**Requirement:** Reproduce the rows below verbatim, everything from the first row down to the line containing "column 136, row 92", including both of those lines.

+++ Material

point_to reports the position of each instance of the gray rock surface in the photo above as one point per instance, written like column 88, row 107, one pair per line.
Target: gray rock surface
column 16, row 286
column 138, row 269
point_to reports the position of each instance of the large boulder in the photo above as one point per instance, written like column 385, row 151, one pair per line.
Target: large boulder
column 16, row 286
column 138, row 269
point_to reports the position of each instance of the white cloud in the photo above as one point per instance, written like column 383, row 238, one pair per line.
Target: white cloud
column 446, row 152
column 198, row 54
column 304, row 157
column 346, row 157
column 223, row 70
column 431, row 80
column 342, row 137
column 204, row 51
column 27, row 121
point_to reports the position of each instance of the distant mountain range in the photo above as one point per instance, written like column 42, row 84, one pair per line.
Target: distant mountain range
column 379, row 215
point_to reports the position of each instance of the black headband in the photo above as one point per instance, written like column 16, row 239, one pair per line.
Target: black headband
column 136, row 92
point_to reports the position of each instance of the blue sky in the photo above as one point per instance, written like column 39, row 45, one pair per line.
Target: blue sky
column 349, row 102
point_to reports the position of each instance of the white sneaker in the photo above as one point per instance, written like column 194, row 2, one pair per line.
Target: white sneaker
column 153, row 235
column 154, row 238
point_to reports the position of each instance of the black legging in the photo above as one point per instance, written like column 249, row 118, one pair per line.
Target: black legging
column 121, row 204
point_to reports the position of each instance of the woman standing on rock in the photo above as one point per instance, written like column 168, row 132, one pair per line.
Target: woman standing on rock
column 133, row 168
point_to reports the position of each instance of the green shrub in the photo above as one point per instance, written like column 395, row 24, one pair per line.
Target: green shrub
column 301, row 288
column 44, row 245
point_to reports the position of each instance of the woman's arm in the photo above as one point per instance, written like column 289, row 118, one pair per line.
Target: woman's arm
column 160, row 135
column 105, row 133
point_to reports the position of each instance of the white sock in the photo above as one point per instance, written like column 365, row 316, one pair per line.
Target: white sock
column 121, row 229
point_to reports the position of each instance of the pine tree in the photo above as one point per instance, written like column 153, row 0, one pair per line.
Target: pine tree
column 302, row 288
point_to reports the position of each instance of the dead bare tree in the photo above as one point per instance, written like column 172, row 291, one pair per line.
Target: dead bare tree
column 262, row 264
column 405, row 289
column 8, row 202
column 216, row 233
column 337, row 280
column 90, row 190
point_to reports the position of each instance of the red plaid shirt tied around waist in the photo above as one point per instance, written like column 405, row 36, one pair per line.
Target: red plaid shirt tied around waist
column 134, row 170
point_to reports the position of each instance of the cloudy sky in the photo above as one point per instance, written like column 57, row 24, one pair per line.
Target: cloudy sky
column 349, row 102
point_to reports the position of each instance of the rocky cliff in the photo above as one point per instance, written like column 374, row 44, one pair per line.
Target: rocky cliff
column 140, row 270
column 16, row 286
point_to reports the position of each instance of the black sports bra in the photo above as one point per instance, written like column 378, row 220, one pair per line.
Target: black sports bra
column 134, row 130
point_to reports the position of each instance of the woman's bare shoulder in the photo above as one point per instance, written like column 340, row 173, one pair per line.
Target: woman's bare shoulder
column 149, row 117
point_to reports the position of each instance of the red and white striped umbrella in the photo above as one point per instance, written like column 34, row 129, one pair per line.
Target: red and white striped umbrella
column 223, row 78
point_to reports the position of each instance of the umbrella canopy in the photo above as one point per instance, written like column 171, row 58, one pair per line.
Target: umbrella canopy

++++++

**Answer below:**
point_to reports the position of each instance of the gray rock surface in the photo above as one point per instance, written like column 88, row 107, one pair per line.
Target: gray rock surface
column 16, row 286
column 138, row 269
point_to reports the position of each instance of the large boulder in the photo above as one point per instance, written like column 385, row 151, one pair per line.
Target: large boulder
column 16, row 286
column 138, row 269
point_to reports the position of each instance of the white cloud in the photo above as one point per instance, written like column 383, row 238, one pair per line.
Target: white cloud
column 446, row 152
column 198, row 54
column 304, row 157
column 346, row 157
column 223, row 70
column 431, row 80
column 342, row 137
column 204, row 51
column 27, row 121
point_to reports the position of each instance of the distant mountain range in the photo above as one point per instance, written like column 42, row 84, one pair per line.
Target: distant mountain range
column 379, row 215
point_to reports the position of each instance of the black headband in the photo above as one point per instance, written like column 16, row 239, one pair per line.
Target: black headband
column 136, row 92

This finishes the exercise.